Start
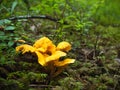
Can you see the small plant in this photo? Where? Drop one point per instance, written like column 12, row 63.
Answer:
column 49, row 55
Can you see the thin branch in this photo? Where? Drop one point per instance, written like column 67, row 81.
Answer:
column 34, row 17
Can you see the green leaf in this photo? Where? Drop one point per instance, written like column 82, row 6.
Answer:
column 14, row 4
column 10, row 28
column 10, row 43
column 2, row 33
column 5, row 21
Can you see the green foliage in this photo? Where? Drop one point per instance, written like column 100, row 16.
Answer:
column 87, row 24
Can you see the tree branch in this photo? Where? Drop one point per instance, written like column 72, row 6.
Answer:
column 34, row 17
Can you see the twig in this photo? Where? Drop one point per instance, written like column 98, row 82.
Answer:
End
Exercise description: Render all the entries above as a Markdown table with two columns, Number and Line, one numbered row per line, skipping blank lines and leaving out the pictures.

Response to this task:
| Number | Line |
|---|---|
| 1 | Can you see the small plant in this photo? Where? Drop one point per instance, written like column 12, row 63. |
| 2 | Answer: |
| 3 | column 49, row 55 |
| 4 | Can you see the thin branch in this photo? Where? Drop one point per instance, written like column 67, row 81. |
| 5 | Answer: |
| 6 | column 34, row 17 |
| 7 | Can you see the green leaf in this photo? Where? Drop one point per instance, written like column 82, row 6. |
| 8 | Answer: |
| 9 | column 14, row 4 |
| 10 | column 10, row 28 |
| 11 | column 10, row 43 |
| 12 | column 2, row 33 |
| 13 | column 5, row 21 |
| 14 | Can you see the green foliage in this photo? Where? Drop one point per instance, written like column 100, row 16. |
| 15 | Answer: |
| 16 | column 87, row 24 |
| 17 | Can you see the tree branch in this photo? Where? Drop one point per instance, written like column 72, row 6. |
| 18 | Answer: |
| 19 | column 34, row 17 |
| 20 | Can you see the twig in this photo? Where? Drop one point per instance, written like column 98, row 82. |
| 21 | Answer: |